World Hepatitis Day 2016

Campaign
28 Jul 2016
ECDC

On the occasion of World Hepatitis Day, ECDC launched 2014 surveillance data on hepatitis B and C in Europe. The data showed a greater disease burden for hepatitis C compared with hepatitis B across Europe: numbers and notification rates for HCV were nearly twice as high as those of hepatitis B.

​World Hepatitis Day is marked on 28 July each year to increase the awareness and understanding of viral hepatitis. The five known hepatitis viruses are types A, B, C, D and E. ECDC coordinates the enhanced surveillance for hepatitis A (HAV), B (HBV) and C (HCV).   

Viral hepatitis affects millions of people across Europe but as many infections are accompanied by no symptoms, the ‘silent disease’ is often not diagnosed. Left untreated, chronic infection with hepatitis B and C may progress to liver cirrhosis or cancer. 

The goal: eliminating viral hepatitis as a public health threat by 2030. Currently, Europe reports around 57000 newly diagnosed acute and chronic cases of hepatitis B and C each year. What is more, is that an estimated 10 million Europeans suffer from chronic hepatitis B and C infection – most of them without knowing it as hepatitis is largely asymptomatic.

Steps needed to eliminate viral hepatitis by 2030:

  • Across Europe, those who might be unknowingly infected with viral hepatitis need to be identified through more testing;

  • Treatment programmes across Europe and coverage of local prevention and control practices need to be scaled up to interrupt existing transmission chains and to reduce morbidity and mortality;

  • Countries should continue to improve their surveillance systems to understand the local burden of viral hepatitis.

It is especially important that those most at-risk for hepatitis have easy access to testing, for example men who have sex with men, people who inject drugs or migrants from countries where the prevalence viral hepatitis is high. As reaching and testing those at risk of infection is still a public health challenge across Europe, ECDC supports the efforts of the European HIV-Hepatitis testing week.

ECDC coordinates the enhanced surveillance for hepatitis A, B and C to help countries assess the hepatitis disease burden, evaluate existing prevention and control strategies, and to define epidemiological trends or transmission patterns.

### PROBLEMS AND TASKS
• 1. Please copy the World Hepatitis Day text word for word, starting with "It is especially" and going on through "or transmission patterns.".
• 2. According to the World Hepatitis Day text, about how many newly diagnosed acute and chronic cases of hepatitis B and C does Europe report each year?

### PROVIDED DATA
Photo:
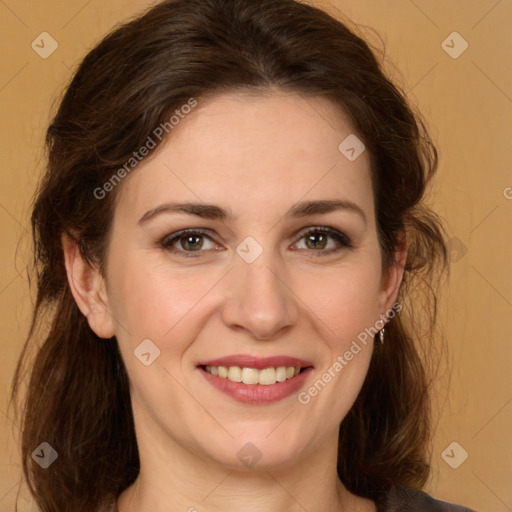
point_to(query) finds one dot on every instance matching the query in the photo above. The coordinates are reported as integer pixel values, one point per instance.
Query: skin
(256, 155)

### EXERCISE RESPONSES
• 1.
It is especially important that those most at-risk for hepatitis have easy access to testing, for example men who have sex with men, people who inject drugs or migrants from countries where the prevalence viral hepatitis is high. As reaching and testing those at risk of infection is still a public health challenge across Europe, ECDC supports the efforts of the European HIV-Hepatitis testing week.

ECDC coordinates the enhanced surveillance for hepatitis A, B and C to help countries assess the hepatitis disease burden, evaluate existing prevention and control strategies, and to define epidemiological trends or transmission patterns.

• 2. Around 57000.